[Raw records]:
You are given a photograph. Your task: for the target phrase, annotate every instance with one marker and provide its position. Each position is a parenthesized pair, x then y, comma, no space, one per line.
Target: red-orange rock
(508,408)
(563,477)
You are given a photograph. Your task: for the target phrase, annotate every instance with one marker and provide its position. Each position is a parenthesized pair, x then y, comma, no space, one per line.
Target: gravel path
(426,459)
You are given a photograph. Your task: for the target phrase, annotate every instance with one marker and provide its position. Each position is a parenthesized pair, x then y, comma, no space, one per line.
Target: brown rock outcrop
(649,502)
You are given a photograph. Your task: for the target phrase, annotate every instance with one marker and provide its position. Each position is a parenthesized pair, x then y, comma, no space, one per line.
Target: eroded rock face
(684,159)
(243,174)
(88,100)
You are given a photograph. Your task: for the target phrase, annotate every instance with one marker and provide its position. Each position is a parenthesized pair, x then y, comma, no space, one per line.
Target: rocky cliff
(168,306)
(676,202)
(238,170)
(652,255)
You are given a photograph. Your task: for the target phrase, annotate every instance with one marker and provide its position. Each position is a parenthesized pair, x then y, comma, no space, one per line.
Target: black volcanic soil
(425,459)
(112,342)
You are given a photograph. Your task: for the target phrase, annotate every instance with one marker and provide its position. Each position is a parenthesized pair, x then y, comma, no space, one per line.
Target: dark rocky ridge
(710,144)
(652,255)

[Goal]:
Which lines of the data above contain the string "rocky"? Show each such line in full, and treat uppercase and lowercase letters as different.

[Task response]:
Target: rocky cliff
Target: dark rocky ridge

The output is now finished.